Inference on MI355x GPU

Inference Script

		import os
import random
import numpy as np
import torch
from diffusers import ErnieImagePipeline
seed = random.randint(0, 100000)
print(f"seed: {seed}")
random.seed(seed)
np.random.seed(seed)
torch.manual_seed(seed)
torch.cuda.manual_seed_all(seed)

# Load pipeline
pipe = ErnieImagePipeline.from_pretrained(
    "/workspace/ERNIE-Image",
    torch_dtype=torch.bfloat16,
)
pipe = pipe.to("cuda")
pipe.transformer.eval()
pipe.vae.eval()
pipe.text_encoder.eval()
pipe.pe.eval()

# Generate images
generator = torch.Generator(device="cuda").manual_seed(seed)
prompt_list = [
    "a photo of a flower with a red petal and yellow center",
    "一朵鲜艳的玫瑰",
    "A photograph of the Straw Hat Pirates drawn on a glass whiteboard "
    "with a faded green marker, front view, 4K resolution."
********************
Stated task:
Answer these questions about the inference script:
(a) What value is given for torch_dtype when the pipeline is loaded?
(b) Between which two numbers is the random seed drawn?
(c) From what path is the pipeline loaded?
Answer using only the inference script above.
********************
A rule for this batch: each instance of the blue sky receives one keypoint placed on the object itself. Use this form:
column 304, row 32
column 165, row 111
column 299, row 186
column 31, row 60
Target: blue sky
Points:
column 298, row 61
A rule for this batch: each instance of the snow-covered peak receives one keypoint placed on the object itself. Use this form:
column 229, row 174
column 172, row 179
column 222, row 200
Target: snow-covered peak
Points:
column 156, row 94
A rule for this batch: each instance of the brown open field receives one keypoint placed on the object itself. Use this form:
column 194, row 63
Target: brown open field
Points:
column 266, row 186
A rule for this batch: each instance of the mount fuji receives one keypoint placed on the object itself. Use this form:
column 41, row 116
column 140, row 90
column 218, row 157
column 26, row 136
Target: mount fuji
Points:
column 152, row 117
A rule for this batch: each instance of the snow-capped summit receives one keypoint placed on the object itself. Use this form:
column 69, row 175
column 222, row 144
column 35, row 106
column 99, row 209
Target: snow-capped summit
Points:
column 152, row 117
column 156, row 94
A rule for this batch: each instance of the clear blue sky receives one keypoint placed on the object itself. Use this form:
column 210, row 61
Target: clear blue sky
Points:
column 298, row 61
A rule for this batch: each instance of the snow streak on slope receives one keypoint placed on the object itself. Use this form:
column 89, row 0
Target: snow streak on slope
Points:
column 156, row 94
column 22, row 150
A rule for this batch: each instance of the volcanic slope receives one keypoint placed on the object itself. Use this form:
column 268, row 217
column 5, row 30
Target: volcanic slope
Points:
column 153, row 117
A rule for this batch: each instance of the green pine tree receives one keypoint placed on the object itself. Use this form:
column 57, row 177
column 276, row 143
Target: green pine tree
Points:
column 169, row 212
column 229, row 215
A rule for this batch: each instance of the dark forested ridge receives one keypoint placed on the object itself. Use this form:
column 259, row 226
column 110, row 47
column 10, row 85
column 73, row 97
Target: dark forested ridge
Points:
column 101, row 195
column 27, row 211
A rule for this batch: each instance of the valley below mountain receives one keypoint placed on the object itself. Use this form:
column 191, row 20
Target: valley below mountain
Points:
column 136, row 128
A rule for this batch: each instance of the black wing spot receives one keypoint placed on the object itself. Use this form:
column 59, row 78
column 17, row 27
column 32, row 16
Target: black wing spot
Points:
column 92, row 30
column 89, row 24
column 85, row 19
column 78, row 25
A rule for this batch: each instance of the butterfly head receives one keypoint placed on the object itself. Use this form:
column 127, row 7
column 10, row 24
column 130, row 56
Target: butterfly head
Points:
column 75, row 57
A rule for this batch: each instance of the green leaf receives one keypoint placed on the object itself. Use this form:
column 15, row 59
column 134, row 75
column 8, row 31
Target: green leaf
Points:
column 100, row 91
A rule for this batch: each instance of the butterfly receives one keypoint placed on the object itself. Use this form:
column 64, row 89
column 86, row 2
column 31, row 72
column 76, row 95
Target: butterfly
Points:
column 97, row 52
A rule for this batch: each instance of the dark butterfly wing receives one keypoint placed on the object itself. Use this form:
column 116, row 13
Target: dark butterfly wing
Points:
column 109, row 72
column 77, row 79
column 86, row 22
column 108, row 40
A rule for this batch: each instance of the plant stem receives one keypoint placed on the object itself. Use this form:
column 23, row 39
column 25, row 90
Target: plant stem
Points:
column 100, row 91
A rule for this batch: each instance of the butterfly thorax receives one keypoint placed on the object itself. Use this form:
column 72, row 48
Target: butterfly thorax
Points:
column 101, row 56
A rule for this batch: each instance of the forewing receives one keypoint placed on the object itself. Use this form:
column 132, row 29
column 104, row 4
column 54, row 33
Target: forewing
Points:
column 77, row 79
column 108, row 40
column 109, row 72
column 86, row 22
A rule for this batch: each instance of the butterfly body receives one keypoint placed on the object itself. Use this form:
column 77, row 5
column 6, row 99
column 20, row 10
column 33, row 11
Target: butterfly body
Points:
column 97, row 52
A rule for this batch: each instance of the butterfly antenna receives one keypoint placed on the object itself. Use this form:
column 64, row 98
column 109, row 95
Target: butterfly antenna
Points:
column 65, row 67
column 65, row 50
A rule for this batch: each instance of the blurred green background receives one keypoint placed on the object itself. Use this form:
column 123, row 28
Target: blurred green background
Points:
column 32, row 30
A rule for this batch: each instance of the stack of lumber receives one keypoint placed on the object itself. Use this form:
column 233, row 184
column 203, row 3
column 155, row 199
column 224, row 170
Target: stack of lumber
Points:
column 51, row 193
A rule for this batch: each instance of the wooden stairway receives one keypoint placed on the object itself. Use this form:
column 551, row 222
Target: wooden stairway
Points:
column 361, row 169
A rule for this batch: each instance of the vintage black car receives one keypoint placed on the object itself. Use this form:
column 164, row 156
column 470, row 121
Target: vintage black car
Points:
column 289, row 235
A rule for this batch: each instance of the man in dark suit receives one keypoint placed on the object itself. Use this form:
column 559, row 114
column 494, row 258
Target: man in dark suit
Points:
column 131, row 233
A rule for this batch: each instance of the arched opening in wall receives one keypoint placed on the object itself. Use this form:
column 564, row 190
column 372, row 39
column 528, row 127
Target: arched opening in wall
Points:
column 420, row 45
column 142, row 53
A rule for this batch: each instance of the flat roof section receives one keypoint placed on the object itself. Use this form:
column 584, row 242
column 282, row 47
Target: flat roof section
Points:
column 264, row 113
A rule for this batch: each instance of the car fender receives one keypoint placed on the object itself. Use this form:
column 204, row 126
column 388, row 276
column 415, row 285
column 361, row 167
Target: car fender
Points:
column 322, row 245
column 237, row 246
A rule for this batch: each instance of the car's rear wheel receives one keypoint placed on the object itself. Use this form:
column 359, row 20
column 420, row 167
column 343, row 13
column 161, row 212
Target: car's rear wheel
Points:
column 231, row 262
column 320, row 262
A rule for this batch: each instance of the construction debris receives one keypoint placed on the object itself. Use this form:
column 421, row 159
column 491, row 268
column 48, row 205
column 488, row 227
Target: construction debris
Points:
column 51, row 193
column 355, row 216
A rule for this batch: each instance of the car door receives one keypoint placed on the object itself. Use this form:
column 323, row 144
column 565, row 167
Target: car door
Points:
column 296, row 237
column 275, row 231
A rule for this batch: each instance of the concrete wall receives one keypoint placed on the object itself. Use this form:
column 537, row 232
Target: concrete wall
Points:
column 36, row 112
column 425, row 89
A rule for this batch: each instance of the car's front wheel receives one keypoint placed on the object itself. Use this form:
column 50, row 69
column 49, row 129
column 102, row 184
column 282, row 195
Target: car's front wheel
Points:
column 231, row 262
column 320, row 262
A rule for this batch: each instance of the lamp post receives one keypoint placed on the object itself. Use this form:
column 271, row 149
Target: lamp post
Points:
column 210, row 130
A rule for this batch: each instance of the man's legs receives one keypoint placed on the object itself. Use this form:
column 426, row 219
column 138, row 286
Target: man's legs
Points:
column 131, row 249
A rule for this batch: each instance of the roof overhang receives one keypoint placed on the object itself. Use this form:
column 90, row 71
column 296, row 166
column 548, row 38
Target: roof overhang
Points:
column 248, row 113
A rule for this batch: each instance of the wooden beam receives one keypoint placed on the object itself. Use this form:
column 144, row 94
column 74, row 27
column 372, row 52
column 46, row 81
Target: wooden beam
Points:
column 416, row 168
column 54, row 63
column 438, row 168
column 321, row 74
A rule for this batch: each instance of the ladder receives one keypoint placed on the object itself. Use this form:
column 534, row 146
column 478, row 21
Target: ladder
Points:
********************
Task solution:
(a) torch.bfloat16
(b) 0 and 100000
(c) "/workspace/ERNIE-Image"